> _EXERCISE INSTRUCTIONS_
Gather every line of the records below that contains the word "tree", and copy each of those lines in full.

Start of SUPPLIED RECORDS

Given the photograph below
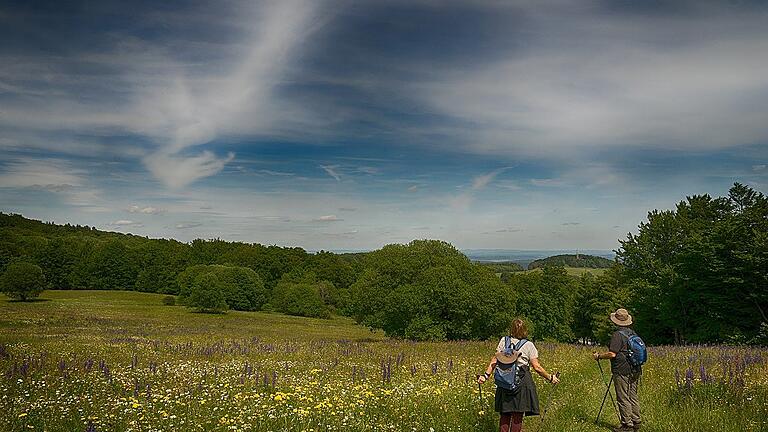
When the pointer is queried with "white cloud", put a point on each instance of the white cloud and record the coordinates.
(51, 175)
(328, 218)
(482, 181)
(125, 223)
(188, 225)
(178, 171)
(175, 102)
(331, 170)
(144, 210)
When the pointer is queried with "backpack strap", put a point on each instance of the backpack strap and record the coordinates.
(520, 344)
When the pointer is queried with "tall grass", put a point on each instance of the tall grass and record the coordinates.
(104, 361)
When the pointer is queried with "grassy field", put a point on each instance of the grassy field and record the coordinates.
(120, 361)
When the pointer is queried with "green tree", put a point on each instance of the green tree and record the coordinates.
(300, 298)
(22, 280)
(428, 290)
(698, 273)
(207, 294)
(546, 298)
(242, 287)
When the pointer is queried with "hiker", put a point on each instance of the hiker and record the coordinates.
(625, 376)
(513, 404)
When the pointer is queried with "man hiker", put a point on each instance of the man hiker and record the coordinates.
(625, 376)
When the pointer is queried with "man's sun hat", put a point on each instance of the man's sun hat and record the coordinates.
(621, 317)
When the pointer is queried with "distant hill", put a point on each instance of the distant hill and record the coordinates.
(572, 260)
(525, 257)
(502, 266)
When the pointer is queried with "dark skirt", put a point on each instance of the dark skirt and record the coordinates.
(526, 400)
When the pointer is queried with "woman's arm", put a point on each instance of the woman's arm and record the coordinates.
(488, 371)
(542, 372)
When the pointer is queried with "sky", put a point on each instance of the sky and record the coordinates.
(348, 125)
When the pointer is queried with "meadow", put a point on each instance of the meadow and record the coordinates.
(121, 361)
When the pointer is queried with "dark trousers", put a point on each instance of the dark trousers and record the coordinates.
(511, 422)
(626, 398)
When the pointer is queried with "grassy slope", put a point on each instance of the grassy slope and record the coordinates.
(75, 325)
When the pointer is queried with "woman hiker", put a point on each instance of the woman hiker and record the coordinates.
(512, 405)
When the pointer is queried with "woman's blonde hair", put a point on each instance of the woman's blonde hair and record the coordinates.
(518, 330)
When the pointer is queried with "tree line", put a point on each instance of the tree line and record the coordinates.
(695, 274)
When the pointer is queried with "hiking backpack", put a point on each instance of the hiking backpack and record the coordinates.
(637, 354)
(508, 376)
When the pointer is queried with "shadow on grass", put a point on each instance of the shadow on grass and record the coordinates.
(35, 300)
(605, 421)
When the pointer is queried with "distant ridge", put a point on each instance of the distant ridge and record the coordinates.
(572, 260)
(525, 257)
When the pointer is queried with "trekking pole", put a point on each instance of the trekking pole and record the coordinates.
(546, 407)
(605, 396)
(607, 393)
(480, 389)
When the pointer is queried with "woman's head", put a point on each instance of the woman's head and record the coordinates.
(518, 330)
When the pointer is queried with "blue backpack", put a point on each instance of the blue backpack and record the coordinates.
(507, 375)
(637, 354)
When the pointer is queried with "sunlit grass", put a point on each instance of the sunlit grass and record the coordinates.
(122, 361)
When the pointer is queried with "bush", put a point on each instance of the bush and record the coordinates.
(242, 287)
(207, 294)
(22, 280)
(300, 299)
(428, 290)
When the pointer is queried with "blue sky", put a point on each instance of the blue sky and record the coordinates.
(349, 125)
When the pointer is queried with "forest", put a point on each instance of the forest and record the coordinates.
(697, 273)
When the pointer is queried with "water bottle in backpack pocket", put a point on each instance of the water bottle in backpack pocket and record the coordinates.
(508, 375)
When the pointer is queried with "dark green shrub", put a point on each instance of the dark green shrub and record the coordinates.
(242, 287)
(300, 299)
(22, 280)
(207, 294)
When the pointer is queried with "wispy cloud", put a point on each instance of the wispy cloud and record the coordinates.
(482, 181)
(328, 218)
(144, 210)
(51, 175)
(331, 170)
(178, 171)
(188, 225)
(125, 223)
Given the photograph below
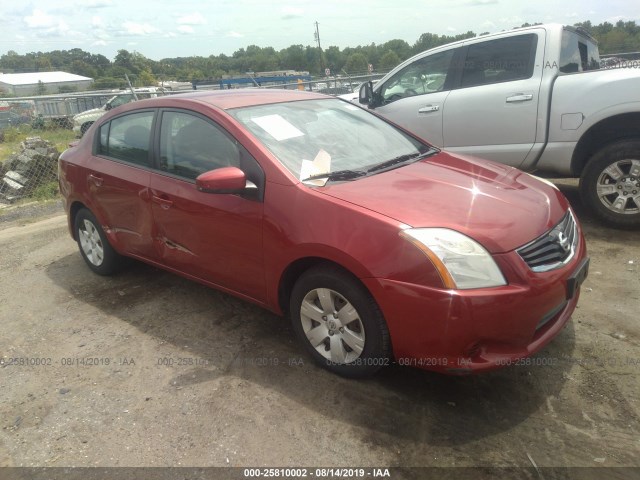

End of SUPPLIED RECORDS

> _ANSWER_
When the pointer is queried with "green tree", put a point on each instance of the green tree and record the coordinates.
When the pointer is queried with "tree line", put a point on each instance of the tree line and record the coordinates.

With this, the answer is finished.